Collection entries
┄┄┄┄┄┄
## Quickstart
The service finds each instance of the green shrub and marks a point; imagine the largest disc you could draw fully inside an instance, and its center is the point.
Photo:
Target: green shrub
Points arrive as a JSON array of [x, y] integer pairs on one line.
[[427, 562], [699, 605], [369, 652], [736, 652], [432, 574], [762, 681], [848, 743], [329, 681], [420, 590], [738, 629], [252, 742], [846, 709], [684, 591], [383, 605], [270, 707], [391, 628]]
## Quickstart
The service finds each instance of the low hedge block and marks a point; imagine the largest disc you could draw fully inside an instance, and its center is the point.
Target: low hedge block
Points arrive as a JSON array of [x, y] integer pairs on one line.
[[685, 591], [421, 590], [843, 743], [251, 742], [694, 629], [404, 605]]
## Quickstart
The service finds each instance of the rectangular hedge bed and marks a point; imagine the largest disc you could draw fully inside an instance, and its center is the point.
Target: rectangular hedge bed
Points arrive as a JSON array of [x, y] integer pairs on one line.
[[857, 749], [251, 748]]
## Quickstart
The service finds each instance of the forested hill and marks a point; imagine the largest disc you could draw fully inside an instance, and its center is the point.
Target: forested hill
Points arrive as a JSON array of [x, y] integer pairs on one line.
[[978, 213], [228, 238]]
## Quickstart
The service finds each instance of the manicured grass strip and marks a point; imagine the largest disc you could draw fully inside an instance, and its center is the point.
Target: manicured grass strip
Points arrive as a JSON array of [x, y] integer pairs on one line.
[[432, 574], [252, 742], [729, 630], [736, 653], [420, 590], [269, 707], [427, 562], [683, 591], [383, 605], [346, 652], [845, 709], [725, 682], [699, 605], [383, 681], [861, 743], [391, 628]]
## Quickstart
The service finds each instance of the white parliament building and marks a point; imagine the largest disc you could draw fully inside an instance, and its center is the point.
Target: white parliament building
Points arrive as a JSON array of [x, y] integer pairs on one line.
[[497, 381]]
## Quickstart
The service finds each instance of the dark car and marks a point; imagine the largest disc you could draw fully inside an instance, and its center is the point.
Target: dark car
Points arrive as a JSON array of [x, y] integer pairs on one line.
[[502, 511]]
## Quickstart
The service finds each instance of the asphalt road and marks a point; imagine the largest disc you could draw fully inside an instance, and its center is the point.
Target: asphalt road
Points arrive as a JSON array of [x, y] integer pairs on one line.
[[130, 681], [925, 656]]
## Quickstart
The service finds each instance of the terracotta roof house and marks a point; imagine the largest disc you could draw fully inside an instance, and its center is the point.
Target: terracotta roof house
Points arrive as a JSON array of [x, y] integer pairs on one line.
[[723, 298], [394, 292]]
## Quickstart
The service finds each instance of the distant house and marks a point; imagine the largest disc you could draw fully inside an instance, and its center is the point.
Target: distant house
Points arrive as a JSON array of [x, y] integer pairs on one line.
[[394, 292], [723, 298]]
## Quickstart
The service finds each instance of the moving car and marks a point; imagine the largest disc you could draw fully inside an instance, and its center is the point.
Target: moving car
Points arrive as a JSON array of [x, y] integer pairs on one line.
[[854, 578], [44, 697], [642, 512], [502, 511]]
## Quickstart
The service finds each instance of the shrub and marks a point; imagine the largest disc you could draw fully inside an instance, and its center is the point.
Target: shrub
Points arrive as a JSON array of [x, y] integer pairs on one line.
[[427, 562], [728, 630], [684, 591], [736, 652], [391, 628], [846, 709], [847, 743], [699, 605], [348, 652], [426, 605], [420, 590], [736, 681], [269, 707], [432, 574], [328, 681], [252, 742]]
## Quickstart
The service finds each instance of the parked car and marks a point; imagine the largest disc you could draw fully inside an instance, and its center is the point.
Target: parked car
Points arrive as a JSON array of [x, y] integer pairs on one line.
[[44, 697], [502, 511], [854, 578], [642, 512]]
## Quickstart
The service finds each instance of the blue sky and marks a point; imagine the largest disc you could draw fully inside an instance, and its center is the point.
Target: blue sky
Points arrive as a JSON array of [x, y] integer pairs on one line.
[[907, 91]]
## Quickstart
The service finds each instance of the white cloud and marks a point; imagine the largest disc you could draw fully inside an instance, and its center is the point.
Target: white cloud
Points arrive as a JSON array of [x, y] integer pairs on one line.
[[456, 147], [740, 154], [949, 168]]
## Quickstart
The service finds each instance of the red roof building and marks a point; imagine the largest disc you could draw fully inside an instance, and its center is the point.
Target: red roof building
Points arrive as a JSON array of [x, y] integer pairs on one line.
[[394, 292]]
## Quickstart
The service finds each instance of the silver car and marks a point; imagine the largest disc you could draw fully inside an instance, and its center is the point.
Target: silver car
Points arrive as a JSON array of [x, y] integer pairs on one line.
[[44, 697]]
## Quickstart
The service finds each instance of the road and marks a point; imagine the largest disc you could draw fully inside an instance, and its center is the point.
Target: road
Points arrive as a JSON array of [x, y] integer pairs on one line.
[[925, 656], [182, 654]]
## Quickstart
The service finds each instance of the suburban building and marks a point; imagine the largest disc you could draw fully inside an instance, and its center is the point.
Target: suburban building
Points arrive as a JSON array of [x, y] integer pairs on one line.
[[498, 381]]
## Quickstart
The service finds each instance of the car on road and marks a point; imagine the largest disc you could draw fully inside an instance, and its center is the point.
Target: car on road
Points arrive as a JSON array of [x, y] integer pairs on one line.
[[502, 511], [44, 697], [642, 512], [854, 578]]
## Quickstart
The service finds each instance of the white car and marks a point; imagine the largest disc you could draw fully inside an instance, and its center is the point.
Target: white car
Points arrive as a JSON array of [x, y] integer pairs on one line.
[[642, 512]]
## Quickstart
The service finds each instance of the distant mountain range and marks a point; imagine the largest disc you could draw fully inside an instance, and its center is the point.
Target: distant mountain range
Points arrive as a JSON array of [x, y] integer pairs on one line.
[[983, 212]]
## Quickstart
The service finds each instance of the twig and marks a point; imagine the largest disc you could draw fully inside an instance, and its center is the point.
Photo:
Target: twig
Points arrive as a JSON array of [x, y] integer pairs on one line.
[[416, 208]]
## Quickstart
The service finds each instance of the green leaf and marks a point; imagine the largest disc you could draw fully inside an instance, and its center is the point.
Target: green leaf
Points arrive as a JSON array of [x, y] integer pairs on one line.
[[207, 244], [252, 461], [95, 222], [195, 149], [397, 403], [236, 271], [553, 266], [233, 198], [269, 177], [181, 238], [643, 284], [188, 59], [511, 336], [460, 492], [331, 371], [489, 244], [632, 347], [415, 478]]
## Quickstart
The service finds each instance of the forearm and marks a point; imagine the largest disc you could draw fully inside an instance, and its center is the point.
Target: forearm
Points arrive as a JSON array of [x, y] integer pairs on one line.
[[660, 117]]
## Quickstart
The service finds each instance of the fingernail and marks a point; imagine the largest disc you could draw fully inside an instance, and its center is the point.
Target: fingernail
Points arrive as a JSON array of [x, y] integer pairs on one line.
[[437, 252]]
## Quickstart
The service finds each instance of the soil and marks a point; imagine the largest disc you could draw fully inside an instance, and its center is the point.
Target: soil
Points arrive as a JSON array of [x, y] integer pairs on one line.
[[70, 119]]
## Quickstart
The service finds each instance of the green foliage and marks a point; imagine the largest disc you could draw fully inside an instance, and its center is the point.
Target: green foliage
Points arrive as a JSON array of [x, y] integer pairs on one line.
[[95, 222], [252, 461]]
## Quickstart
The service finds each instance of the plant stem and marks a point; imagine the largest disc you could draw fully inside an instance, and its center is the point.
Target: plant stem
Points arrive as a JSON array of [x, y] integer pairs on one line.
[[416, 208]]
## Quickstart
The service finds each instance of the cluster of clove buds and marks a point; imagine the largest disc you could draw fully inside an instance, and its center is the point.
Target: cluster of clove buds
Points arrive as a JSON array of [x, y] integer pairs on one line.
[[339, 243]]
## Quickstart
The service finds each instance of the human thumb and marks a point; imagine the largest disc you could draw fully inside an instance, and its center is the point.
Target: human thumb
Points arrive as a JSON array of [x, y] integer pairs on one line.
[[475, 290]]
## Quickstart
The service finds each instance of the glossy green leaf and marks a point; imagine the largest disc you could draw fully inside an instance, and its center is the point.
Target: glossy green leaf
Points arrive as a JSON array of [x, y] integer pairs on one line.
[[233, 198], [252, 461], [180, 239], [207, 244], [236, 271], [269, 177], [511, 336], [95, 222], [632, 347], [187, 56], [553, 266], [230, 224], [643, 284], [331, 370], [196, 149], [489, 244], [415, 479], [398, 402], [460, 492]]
┄┄┄┄┄┄
§ Goal:
Pull out every line of the material above that contains the string "human".

§ The completed task:
The service finds each instance of the human thumb and marks a point; imagine the largest disc you could draw fully inside an instance, and its center is the point.
Target: human thumb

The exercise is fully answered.